Great review of decades worth of materials adding to knowledge ...
By Kindle reader in Williamsburg
Great review of decades worth of materials adding to knowledge of our heritage. A pity that Clovis First may only pass with its most dogmatic adherents. Wonderful work!
60 of 69 people found the following review helpful.
I gather they were mean.
By A Customer
Adovasio's book can be summarized in three bullet points:
1. Until recently, there has been a general consensus in archaeology that the first human arrivals in the Americas were the Clovis culture, around 10,500 BP (before present). Several older sites were proposed before 1970 or so but all turned out to be wrong dates.
2. However, Adavasio at Meadowcroft, Pennsylvannia and Tom Dillehay at Monte Verde in South America have really good archaeological sites which are definitely much older. This new evidence demands that the entire Clovis-first idea should be replaced.
3. And archaeologists who say otherwise are just plain mean. At great length, and naming names. They should be compared to religious fanatics and Mafia hit men and "Star Trek" scriptwriters in their meanness-based refusal to face facts. There's no point in talking to those people.
The meanness theme crowds out several points I would have liked to have read more about. Adovasio mentions in passing that he has recovered Meadowcroft-like artifacts from other sites near the Meadowcroft rock shelter, but never goes into detail. He also mentions a site called Fell's Cave at the south end of South America which is apparently post-Clovis, but so barely post-Clovis that humans getting so far so fast after the start of the Clovis period beggars the imagination. Again, no more details. I also wish I could have read more about the linguistic evidence for earlier and more widespread human arrival in the new world.

EXCERPTED RECORDS>
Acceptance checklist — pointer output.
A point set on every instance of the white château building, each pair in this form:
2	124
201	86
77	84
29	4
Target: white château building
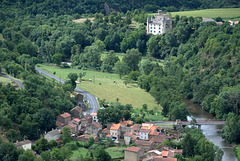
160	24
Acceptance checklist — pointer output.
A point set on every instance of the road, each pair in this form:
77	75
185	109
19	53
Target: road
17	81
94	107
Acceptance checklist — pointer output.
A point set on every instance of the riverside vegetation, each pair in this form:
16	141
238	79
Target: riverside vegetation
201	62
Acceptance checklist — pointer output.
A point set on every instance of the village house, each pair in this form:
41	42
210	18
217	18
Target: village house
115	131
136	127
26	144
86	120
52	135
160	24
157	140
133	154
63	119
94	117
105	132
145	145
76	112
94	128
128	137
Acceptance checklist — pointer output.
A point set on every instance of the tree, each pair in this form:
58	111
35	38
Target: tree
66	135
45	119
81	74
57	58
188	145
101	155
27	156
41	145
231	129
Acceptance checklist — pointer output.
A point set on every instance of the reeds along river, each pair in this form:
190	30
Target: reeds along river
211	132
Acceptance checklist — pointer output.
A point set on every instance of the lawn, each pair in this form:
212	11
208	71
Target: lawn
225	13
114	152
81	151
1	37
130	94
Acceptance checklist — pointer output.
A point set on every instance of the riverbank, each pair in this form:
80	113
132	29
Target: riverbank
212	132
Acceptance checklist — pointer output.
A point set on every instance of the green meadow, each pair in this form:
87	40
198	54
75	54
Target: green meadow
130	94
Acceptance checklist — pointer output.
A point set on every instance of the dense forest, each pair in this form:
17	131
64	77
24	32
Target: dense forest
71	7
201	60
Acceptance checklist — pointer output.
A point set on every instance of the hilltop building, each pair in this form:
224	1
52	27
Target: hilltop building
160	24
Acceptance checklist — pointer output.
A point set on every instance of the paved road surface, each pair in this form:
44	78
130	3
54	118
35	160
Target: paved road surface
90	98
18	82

---

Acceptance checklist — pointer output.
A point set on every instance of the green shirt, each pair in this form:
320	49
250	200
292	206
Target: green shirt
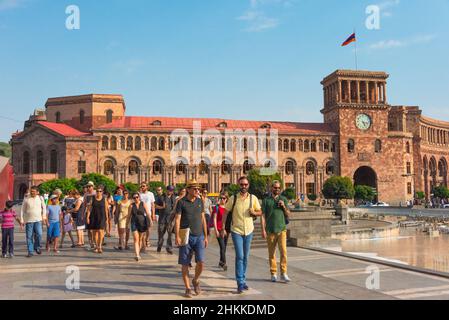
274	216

==

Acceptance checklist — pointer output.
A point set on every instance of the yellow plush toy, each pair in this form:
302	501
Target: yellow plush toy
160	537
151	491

PROBLEM SET>
1) In the reviews of Adovasio's book on the first Americans, what date does the second reviewer give for the Clovis culture's arrival?
2) Resume the reviews of Adovasio's book on the first Americans from the point where they stop.

RESULTS IN ORDER>
1) Around 10,500 BP (before present).

2)
About two-thirds of this book is a pretty well-written first-hand review of a very interesting area of archaeology. The other third is like going out to dinner with friends and having them not only launch into a loud family argument in the middle of a restaurant, but try to drag you into taking sides.
4 of 21 people found the following review helpful.
fascinating look at American prehistory
By A Customer
This is an excellent book that covers much of the prehistory of America. I don't think Adovasio is any more critical of his critics than they are of him. He gives excellent review of carbon dating, the Ice Ages, genetic dating and so on. He discusses how a belief in a biblical "global flood" shaped geology in the early years. He should have detailed more how people turned to a local flood interpretation as Earth's antiquity became apparent, in order to combat the young-earthers who have spent the past fifty years trying to revive the global flood theory (see Hugh Ross' "The Genesis Question" for a detailed discussion on the flood and why a literal translation of the Bible requires an old Earth).
Adovasio does blindly accept too much of Darwinian evolution. For example, he claims it is "clear" (p. 85) that we and the apes share a common ancestor. This is untrue, as shown by genetics, and Adovasio leaves this out when he discusses genetic dating techniques. These techniques, and other discoveries, have shown we aren't related to Neanderthals, yet Adovasio claims (p. 86-87) that "no one can yet say for certain" if they were related or interbred with humans.
In any case the book is a fascinating look at American prehistory. It seems America was settled by different groups at different times much longer ago than originally thought.